# START OF INPUT FOR THIS TASK

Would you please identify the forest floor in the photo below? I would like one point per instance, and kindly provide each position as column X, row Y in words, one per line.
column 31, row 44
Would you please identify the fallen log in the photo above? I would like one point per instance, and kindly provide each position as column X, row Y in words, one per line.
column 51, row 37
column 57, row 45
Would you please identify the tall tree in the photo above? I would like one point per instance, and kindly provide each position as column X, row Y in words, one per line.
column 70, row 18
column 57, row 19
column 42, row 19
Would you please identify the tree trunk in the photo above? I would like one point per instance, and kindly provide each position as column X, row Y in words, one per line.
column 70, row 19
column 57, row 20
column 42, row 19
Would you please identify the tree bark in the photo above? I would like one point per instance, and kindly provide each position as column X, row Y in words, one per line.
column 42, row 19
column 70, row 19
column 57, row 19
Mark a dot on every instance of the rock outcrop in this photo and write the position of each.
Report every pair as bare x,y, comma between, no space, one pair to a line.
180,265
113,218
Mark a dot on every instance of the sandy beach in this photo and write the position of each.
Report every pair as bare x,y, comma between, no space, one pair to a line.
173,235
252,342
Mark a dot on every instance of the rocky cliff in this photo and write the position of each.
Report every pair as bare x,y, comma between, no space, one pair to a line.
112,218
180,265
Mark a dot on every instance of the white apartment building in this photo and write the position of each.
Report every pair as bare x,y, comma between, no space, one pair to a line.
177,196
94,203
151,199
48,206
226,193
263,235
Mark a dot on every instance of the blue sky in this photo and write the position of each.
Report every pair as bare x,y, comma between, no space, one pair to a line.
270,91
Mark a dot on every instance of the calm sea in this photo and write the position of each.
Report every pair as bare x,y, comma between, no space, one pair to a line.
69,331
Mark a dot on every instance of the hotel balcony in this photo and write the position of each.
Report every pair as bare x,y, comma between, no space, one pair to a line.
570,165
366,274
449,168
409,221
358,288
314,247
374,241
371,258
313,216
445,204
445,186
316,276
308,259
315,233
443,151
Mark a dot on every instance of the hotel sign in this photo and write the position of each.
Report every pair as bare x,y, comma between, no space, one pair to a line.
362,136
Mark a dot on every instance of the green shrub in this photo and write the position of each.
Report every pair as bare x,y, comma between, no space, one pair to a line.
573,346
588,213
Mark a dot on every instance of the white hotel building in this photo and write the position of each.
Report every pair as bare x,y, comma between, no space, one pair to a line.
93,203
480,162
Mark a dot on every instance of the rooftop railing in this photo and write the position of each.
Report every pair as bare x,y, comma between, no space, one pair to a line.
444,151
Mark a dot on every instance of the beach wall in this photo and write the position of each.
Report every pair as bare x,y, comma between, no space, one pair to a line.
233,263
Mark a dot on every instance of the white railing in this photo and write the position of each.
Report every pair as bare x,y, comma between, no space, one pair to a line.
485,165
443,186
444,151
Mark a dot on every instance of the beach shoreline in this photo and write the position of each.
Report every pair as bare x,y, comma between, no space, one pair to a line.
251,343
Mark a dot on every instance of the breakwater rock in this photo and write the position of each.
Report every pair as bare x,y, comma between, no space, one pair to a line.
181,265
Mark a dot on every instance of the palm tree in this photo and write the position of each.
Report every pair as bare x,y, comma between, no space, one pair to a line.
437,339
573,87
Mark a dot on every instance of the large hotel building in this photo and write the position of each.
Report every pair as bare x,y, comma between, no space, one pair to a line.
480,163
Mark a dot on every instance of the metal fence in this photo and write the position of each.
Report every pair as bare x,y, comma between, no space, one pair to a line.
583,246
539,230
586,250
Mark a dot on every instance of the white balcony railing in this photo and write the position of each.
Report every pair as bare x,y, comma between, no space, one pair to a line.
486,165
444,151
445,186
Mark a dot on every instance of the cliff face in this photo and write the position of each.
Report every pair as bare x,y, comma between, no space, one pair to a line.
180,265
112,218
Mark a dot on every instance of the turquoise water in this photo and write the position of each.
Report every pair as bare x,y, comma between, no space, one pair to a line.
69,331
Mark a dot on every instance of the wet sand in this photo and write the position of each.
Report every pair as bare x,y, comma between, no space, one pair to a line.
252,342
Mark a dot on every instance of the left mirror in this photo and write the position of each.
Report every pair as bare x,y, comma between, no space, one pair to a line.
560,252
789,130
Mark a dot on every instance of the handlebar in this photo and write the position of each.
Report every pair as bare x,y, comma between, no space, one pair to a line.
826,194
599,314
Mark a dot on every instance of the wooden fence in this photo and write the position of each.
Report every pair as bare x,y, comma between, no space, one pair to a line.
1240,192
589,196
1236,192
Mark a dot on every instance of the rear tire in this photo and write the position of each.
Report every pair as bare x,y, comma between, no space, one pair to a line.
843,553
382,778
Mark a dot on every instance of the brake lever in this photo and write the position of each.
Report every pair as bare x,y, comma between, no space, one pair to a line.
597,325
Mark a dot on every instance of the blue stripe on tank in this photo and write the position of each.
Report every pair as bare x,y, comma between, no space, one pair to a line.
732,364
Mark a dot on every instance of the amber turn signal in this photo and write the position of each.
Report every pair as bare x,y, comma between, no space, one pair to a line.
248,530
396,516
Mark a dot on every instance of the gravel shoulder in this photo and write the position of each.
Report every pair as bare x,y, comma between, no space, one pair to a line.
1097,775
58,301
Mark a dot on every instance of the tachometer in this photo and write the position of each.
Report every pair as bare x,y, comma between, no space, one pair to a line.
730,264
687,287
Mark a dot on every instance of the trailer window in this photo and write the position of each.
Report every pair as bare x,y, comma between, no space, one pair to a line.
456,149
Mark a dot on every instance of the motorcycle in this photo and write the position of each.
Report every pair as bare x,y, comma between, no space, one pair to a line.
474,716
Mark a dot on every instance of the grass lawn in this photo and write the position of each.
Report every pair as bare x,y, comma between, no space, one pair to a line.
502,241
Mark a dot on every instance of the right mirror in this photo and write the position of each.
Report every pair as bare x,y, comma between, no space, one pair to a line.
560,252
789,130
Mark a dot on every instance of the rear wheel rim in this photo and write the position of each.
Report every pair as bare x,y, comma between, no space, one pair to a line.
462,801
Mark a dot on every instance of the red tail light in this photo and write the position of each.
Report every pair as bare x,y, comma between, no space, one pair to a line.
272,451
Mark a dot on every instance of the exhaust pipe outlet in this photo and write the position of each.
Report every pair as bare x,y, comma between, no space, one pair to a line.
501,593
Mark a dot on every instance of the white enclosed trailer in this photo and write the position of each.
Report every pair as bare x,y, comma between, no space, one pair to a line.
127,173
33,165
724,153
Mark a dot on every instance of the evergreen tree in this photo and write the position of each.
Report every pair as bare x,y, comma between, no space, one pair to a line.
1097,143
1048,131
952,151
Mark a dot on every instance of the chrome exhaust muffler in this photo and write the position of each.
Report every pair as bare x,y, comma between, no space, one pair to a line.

# END OF INPUT FOR THIS TASK

**AIM**
Retype all of the rows above word for word, changing nothing.

**FULL RESPONSE**
Would you please identify the forest floor in the photo below? I would like one point per instance, and kindly provide each position as column X, row Y in words, one per line.
column 31, row 44
Would you please identify the fallen log in the photo above? I would like one point per instance, and kindly provide each position as column X, row Y in words, one per line.
column 51, row 37
column 57, row 45
Would you please identify the tall tree in the photo above? I would like one point per instance, and kindly provide each position as column X, row Y in words, one per line.
column 70, row 18
column 57, row 19
column 42, row 19
Would you please identify the tree trunk in the photo above? I would like one point per instance, and kindly provide each position as column X, row Y in words, one per line.
column 70, row 19
column 57, row 20
column 42, row 19
Would you please identify the tree bark in the photo above? I would like one point per instance, and kindly provide each position as column X, row Y in words, one per line.
column 42, row 19
column 70, row 19
column 57, row 19
Mark a dot on every instance of the rock outcrop in this photo and write the position of each.
Report every pair as bare x,y, comma between, no space, one pair to a line.
180,265
113,218
Mark a dot on every instance of the sandy beach in this photo and write the position of each.
Report every pair as bare x,y, comma between, no space, one pair to a line.
173,235
252,342
Mark a dot on every instance of the rocky cliff in this photo and write the position of each.
Report every pair as bare x,y, comma between, no space, one pair to a line.
112,218
180,265
Mark a dot on every instance of the white apartment building in this photo and write the position of each.
Report every pair as bare x,y, comma between, no space, one pair to a line.
177,196
94,203
151,199
48,206
226,193
263,235
Mark a dot on every instance of the blue sky in this photo and write the position of each.
Report every pair as bare x,y, comma between, no space, one pair to a line.
270,91
Mark a dot on every instance of the calm sea in this photo and write the position of each.
Report every pair as bare x,y, comma between, no space, one pair to a line.
69,331
Mark a dot on every instance of the hotel balcony in this photo and write the position of each.
Report every pair as bare x,y, comma between, no space, one pair to a line.
570,165
366,274
449,168
409,221
358,288
314,247
374,241
371,258
313,216
445,204
445,186
316,276
308,259
315,233
443,151
Mark a dot on every instance of the hotel sign in this photo and write the position of each.
Report every pair as bare x,y, comma between, no space, one pair to a line.
362,136
Mark a dot on every instance of the green shrub in this photo and write the position of each.
Report every pair as bare x,y, comma between, no space, one pair to a line.
573,346
588,213
Mark a dot on every instance of the white hotel building in this photo and write the position of each.
Report every pair as bare x,y, comma between, no space, one pair to a line.
93,203
480,162
Mark a dot on every instance of the rooftop railing in this photo and write the position of each.
Report every pair as bare x,y, comma between, no space, one pair to a line.
444,151
Mark a dot on every instance of the beach wall in this photo and write the position of each.
Report every pair as bare x,y, comma between, no space, one pair to a line.
233,263
Mark a dot on every instance of the white railing in this photo and write the position of each.
Report every pair as bare x,y, comma between, no space, one pair to a line.
485,165
443,186
444,151
Mark a dot on every instance of the beach shoreline in this photo and write the position of each.
Report every pair as bare x,y, comma between, no space, one pair to a line.
251,343
Mark a dot on every instance of the breakwater rock in this photo and write the position of each.
Report every pair as bare x,y, comma between, no space, one pair to a line.
181,265
Mark a dot on every instance of the palm tree in this photo and write the position of each.
Report every pair as bare x,y, comma between, no space, one pair to a line.
437,339
573,87
Mark a dot on every instance of the large hotel building in this photo and write the position of each.
Report every pair as bare x,y, comma between, no space, one pair to a line.
480,163
Mark a dot on every instance of the metal fence in this photo and write the position of each.
Report every pair as bare x,y, comma between, no space, one pair to a line.
583,246
539,230
586,250
Mark a dot on every instance of the white balcony railing in this photo and write the position of each.
Report every pair as bare x,y, comma between, no space, one pair to a line.
486,165
444,151
445,186
Mark a dot on every instance of the cliff face in this photo and write the position of each.
Report every pair as bare x,y, comma between, no space, one pair to a line.
180,265
112,218
Mark a dot on every instance of the turquoise water in this photo and write the position of each.
Report every pair as bare x,y, comma between, no space, one pair to a line.
69,331
Mark a dot on every instance of the wet sand in this photo and write the position of each.
Report every pair as bare x,y, comma between, no space, one pair to a line.
252,342
Mark a dot on every instance of the left mirror in this photo and write the position of each.
Report every pair as bare x,y, comma between, no space, one pair to a line.
560,252
789,130
Mark a dot on every instance of the handlebar in this photo and write the position of each.
Report every pair as bare x,y, comma between, no space, one pair to a line.
826,194
599,314
Mark a dot on every instance of the wooden fence in this photo and write the position of each.
Report every pair as bare x,y, comma between, no space, one pair to a line.
1240,192
589,196
1236,192
Mark a dot on every instance of the rear tire in this photo and write the position of each.
Report every pair as bare x,y, comma between, no space, one pair to a line.
843,553
382,778
Mark a dot on every instance of the brake lever in this photo and write the position of each.
Report every pair as bare x,y, comma between, no space, one pair to a line.
597,325
Mark a dot on every instance of the blue stripe on tank in this photo and write the position of each.
Report every pair as bare x,y, comma between, no space, one pair to a line.
732,364
Mark a dot on every instance of the amber turn signal in this photo and write the position of each.
Report every pair as bare x,y, comma between, no space, one pair to a line.
248,530
396,516
Mark a dot on every instance of the gravel shoulder in this photo and write the position of each.
Report every pair as bare x,y, comma between, no space, one pair to a line.
1097,775
58,301
Mark a dot on every instance of the tachometer in this photo and write the position of each.
Report every pair as bare x,y, comma between, no space, one pair to a line.
730,264
687,287
Mark a dot on every instance of the trailer window in this photo and write the position of each.
Report every pair as bare x,y, comma between, no space, one pair to a line.
456,149
Mark a dot on every instance of the motorcycle in this photo and write the position of each.
Report every pair as bare x,y, comma between, no space, one pair to a line.
474,716
Mark a dot on every instance of the grass lawn in this photo and write the position of each.
Report every pair as bare x,y, comma between, no space, one pair to a line.
502,241
Mark a dot on every instance of the right mirror in this photo and write the position of each.
Report every pair as bare x,y, comma between, no space, one pair to a line.
560,252
789,130
Mark a dot on every instance of the rear wheel rim in this photo and write the position of each.
Report every pair as bare x,y, comma between, no space, one pair to a line.
462,801
Mark a dot on every instance of the red tail light in this photo and write the position of each.
Report every pair as bare x,y, comma between, no space, one pair to a line.
272,451
Mark a dot on every instance of the exhaust pipe outlet in this photo and write the position of each.
Report every pair as bare x,y, comma between, no space, one pair to a line.
501,593
Mark a dot on every instance of the white enclosed trailer in this photo and write the position of each.
Report every pair as bare x,y, comma between, no space, one pair to a line.
127,173
33,165
724,153
Mark a dot on every instance of the evergreen tree in this photo and write the position of each.
Report every pair as bare x,y, comma between, no space, one pair to a line.
1097,143
1048,131
952,151
Mark a dot on every instance of the chrome exhaust muffler in this photo and write the position of each.
Report every pair as bare x,y, comma between, no space, one pair to a line.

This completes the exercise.